Problem to work on –
Reproduce every line of the listing below word for word, leaving out the pictures.

++++ Data supplied

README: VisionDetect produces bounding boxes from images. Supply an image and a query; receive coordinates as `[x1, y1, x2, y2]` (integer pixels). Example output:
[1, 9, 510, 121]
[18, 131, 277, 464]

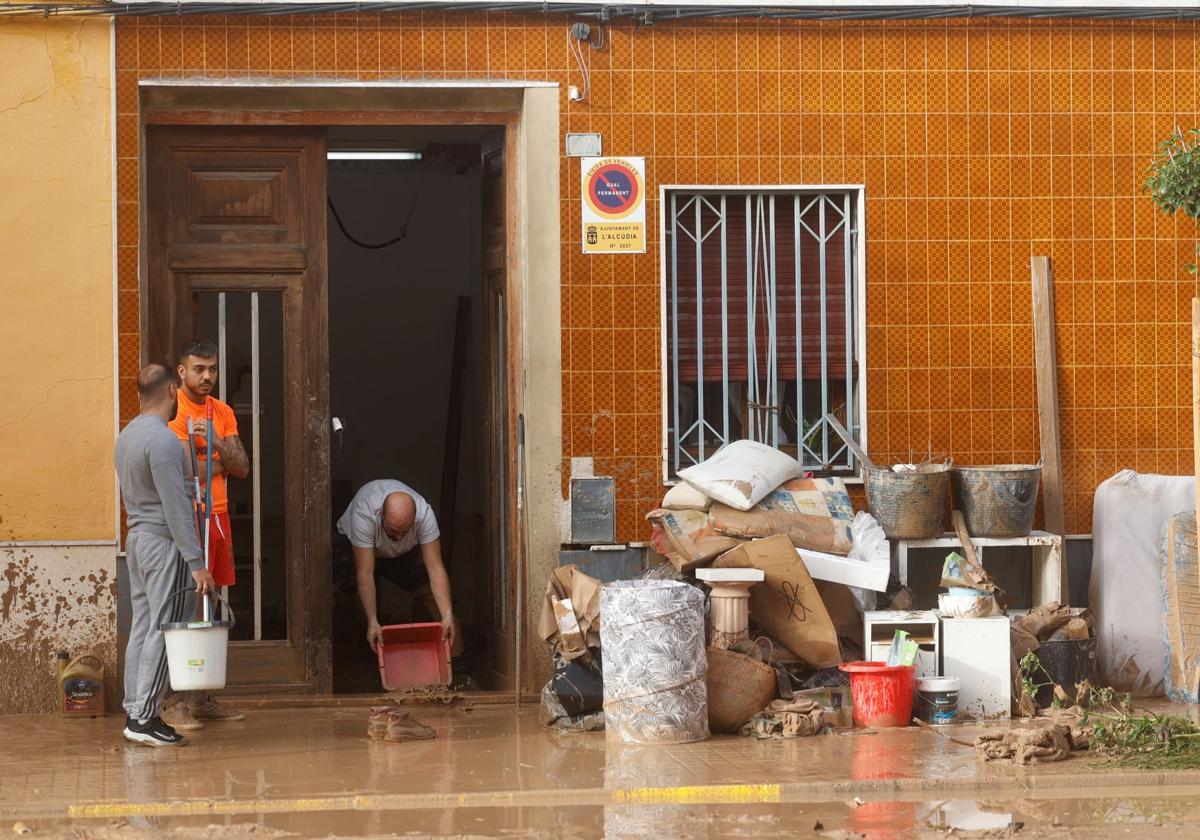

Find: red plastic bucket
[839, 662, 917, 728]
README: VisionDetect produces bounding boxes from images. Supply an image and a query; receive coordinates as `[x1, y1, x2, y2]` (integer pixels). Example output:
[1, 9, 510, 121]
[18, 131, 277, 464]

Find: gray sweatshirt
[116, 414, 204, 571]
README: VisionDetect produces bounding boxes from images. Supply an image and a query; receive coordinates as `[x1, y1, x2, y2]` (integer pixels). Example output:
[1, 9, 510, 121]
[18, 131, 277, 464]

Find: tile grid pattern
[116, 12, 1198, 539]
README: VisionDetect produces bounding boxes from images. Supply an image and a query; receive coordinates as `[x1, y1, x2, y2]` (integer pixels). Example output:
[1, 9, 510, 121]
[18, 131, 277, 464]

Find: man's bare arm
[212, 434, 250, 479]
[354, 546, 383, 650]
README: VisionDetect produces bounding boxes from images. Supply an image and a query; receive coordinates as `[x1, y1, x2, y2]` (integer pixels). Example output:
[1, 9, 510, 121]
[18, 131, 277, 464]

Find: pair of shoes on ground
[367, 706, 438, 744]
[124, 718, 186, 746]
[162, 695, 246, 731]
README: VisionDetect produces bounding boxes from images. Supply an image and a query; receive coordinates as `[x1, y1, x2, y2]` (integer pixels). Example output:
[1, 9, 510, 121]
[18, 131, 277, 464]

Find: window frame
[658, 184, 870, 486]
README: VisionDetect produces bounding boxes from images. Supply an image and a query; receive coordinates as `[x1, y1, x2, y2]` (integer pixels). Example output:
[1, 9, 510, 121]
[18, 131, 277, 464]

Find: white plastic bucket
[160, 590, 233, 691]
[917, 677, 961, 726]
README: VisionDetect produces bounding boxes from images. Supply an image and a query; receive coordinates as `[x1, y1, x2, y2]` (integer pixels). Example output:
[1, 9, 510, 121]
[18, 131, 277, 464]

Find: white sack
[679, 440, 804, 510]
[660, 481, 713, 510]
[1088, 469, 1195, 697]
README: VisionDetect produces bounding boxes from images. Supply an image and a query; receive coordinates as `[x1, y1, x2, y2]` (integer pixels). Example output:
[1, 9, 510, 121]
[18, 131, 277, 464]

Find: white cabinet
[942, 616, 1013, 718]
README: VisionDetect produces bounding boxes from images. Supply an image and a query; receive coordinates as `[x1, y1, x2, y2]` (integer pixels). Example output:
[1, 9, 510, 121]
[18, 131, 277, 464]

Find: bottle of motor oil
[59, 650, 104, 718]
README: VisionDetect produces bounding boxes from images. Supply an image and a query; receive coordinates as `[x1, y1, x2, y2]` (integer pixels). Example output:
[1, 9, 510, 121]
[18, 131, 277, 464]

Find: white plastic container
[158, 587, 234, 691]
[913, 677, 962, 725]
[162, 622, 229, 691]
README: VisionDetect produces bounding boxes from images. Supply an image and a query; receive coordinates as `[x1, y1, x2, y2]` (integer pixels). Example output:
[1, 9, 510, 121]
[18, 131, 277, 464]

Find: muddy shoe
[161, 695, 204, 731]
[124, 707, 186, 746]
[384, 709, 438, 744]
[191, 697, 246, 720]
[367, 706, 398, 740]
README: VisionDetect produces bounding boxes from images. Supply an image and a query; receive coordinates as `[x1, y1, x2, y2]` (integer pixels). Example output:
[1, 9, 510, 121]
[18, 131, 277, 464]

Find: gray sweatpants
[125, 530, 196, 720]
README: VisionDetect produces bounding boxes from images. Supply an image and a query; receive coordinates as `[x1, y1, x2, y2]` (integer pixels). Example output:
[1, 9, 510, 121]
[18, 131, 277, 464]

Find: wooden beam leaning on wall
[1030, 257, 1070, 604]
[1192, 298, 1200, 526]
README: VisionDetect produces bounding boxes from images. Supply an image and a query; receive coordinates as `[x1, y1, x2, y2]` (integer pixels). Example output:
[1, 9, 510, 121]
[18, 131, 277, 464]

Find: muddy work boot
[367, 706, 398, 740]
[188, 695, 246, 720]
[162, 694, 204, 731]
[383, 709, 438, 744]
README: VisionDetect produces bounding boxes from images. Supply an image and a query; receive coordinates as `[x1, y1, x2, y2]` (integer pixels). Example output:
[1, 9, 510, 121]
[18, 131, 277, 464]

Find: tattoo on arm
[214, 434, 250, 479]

++++++++

Solution for this exercise –
README: VisionDetect produces bounding boxes from images. Supply an image and a query; receive coordinates as `[x1, y1, x2, y2]` (integer pixels). Example output:
[1, 9, 510, 121]
[18, 131, 277, 464]


Find: red plastic bucket
[839, 662, 917, 728]
README: VisionDetect produces bounding boxes from images. Supply an image and a query; receive coordinates as `[x1, y1, x2, y2]` (integer pixels). Example output:
[1, 9, 510, 121]
[18, 131, 277, 464]

Find: gray sweatshirt
[116, 414, 204, 571]
README: VisionDetect produces bounding boxes from images. Supply an image and a query; receive coordinates as `[x1, y1, x2, y2]` (integer pixels). Example output:
[1, 9, 510, 121]
[18, 131, 277, 464]

Find: tile grid pattern
[116, 12, 1198, 539]
README: VisionDetect produces bounding boxes from images. Supply an image and a query; receive coordinates as `[x1, y1, x2, y2]` (integer pixels). Example output:
[1, 9, 510, 121]
[18, 131, 277, 464]

Find: man's bare arm
[212, 434, 250, 479]
[354, 546, 383, 650]
README: VisionDetect produces bounding boxes from images. Supply an image and a query; receive coordinates as `[x1, y1, x2, y2]` (integer pixels). Example output:
[1, 9, 510, 121]
[18, 131, 277, 464]

Find: pair of shoes on ground
[367, 706, 438, 744]
[124, 718, 186, 746]
[162, 695, 246, 731]
README: VisionDetect produces bounding boxes from images. Supply an image and a query; receive coordinates as `[x1, y1, x2, y2]` (integer pixels). Example output:
[1, 9, 510, 121]
[18, 131, 277, 464]

Find: window frame
[658, 184, 870, 486]
README: VisionDetect produces bounding boxes from images. Supply an image and a query; receive coordinates as `[x1, y1, x2, y2]` (integer pixels). Example output:
[1, 9, 510, 121]
[18, 131, 277, 464]

Find: white plastic bucket
[160, 590, 233, 691]
[917, 677, 961, 726]
README: VisionDetect produces bounding boxes from images. Supply an image and a query; receive coordinates as `[x1, y1, x2, y2]` (integer pixels). Example output:
[1, 9, 510, 121]
[18, 131, 277, 464]

Find: white sack
[679, 440, 804, 510]
[660, 481, 713, 510]
[1088, 469, 1195, 697]
README: VisionDetect produces bounding boxes from images. Supply an image and a query; receive coordinates as `[x1, y1, x2, y2]` (integer pixels). Example output:
[1, 9, 510, 121]
[18, 131, 277, 464]

Find: white cabinet
[942, 616, 1013, 718]
README: VisionDetect produces bounding boxes from images. Supply an image and a query; receive coordinates as `[x1, y1, x2, y2]` (integer pixels). Example output:
[1, 9, 510, 121]
[18, 131, 277, 464]

Find: bottle of motor oil
[59, 650, 104, 718]
README: VisionDetect produces bounding boxes from images. Supply an image and a query; receive coordinates as `[x1, y1, x2, y2]` (integer pixels). Example output:
[1, 9, 510, 121]
[18, 131, 277, 464]

Find: white plastic container
[158, 587, 234, 691]
[913, 677, 962, 725]
[162, 622, 229, 691]
README: VisionDetect produces bounding boxes from images. Supply an image and a query; receive coordinates as `[x1, y1, x2, y2]` (integer pixels). Example output:
[1, 9, 510, 121]
[18, 131, 277, 464]

Find: muddy shoe
[161, 695, 204, 731]
[124, 707, 186, 746]
[384, 709, 438, 744]
[191, 697, 246, 720]
[367, 706, 398, 740]
README: VisionDetect produces bounding boxes from images. Supply an image and a query; receive coordinates as `[x1, y1, x2, y2]` (integer pixels). Example output:
[1, 9, 510, 121]
[18, 131, 277, 464]

Find: gray sweatpants
[125, 530, 196, 720]
README: VisionDetect produces bounding boxes from images. Supply an image and a query; receive coordinates as `[x1, y1, x2, y2]` (integer pixels). Example output:
[1, 9, 510, 121]
[18, 131, 277, 464]

Find: wooden beam leaning on wall
[1030, 257, 1070, 604]
[1192, 298, 1200, 526]
README: VisionDetect produces bounding boxes from images. Supply an image and a query; receive coordinates as `[x1, y1, x2, y2]` (integer pixels). Example output:
[1, 9, 510, 121]
[18, 131, 277, 464]

Find: muddy work boot
[367, 706, 398, 740]
[188, 695, 246, 720]
[162, 694, 204, 731]
[383, 709, 438, 744]
README: VisionDetect produces bounding boxes from images. Supply an image and a query; receive coordinates as `[x1, y1, x2, y2]` (integer pixels). Example output:
[1, 9, 510, 121]
[18, 131, 277, 464]

Find: tattoo on arm
[214, 434, 250, 479]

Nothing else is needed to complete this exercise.